#### Selection
Sanford spread this light herself, lecturing on public policy toward the poor, municipal sanitation, and peace.

Sanford was working through her conflicting value sets, to be sure — a conservative streak in domestic policy issues, a certain class-based elitism, but a sense of a responsibility for civic action. Sanford’s sense of the scope of rhetoric as a field was complicated by her efforts to describe the importance of her own work in the public sphere. In a real sense, Sanford defined the rhetoric curriculum at the University of Minnesota by virtue of her powerful personality, rather than by the measures we appeal to today (the rhetorical tradition or the contours of a discipline).

After Sanford’s retirement, the department’s name changed to the “Department of Rhetoric and Public Speaking.” “Public Speaking” carried civic connotations that elocution did not at a state university. Some of the more idiosyncratic courses (for example, Sanford’s courses in art and the graduate course in criticism) are now absent from the curriculum. As the defining personalities who taught them retired, they slipped away from the curriculum.

The revised course offerings in Rhetoric and Public Speaking were divisible not only into general categories of written and oral communication, but also into a number of other categories:

The Rhetoric and Public Speaking curriculum was an innovative synthesis of writing and speaking of great variety, with at least a capstone experience in rhetoric that might integrate the two. If there was a chance that rhetorical studies might have been integrated into a single major curriculum, this might have been the moment, the institutional structure, that could have made it possible.

#### Data
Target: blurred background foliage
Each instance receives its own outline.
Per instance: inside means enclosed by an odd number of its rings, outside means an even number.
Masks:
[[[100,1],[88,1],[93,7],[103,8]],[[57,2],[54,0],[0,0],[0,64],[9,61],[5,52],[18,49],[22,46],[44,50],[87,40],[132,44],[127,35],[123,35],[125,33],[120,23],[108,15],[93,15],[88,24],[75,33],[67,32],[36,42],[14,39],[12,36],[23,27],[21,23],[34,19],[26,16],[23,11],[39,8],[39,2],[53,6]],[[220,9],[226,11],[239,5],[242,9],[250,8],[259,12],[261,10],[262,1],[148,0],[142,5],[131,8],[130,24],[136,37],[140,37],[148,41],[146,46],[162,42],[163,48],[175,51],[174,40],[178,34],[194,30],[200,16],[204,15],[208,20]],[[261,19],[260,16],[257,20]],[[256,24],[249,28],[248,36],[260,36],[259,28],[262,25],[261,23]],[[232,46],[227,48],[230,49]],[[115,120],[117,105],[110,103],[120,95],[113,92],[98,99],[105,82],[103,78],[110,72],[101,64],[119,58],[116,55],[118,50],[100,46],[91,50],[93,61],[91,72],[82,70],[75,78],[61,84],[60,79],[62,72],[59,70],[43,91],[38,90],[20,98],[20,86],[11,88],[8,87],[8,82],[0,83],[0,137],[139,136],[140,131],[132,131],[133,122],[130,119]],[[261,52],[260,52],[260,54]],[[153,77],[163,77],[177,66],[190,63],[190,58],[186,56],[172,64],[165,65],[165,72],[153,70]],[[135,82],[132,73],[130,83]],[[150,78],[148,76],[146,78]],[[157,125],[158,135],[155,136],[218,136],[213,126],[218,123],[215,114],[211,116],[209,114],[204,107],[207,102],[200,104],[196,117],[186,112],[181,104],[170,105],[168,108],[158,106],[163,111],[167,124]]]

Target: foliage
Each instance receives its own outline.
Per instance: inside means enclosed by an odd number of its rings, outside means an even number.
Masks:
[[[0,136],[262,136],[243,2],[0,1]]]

#### Brief
Rewrite the stretch of the passage on Sanford from "The revised course" through "made it possible.", swapping "capstone experience" for "culminating course". The data above have no connection to the passage on Sanford.

#### Full response
The revised course offerings in Rhetoric and Public Speaking were divisible not only into general categories of written and oral communication, but also into a number of other categories:

The Rhetoric and Public Speaking curriculum was an innovative synthesis of writing and speaking of great variety, with at least a culminating course in rhetoric that might integrate the two. If there was a chance that rhetorical studies might have been integrated into a single major curriculum, this might have been the moment, the institutional structure, that could have made it possible.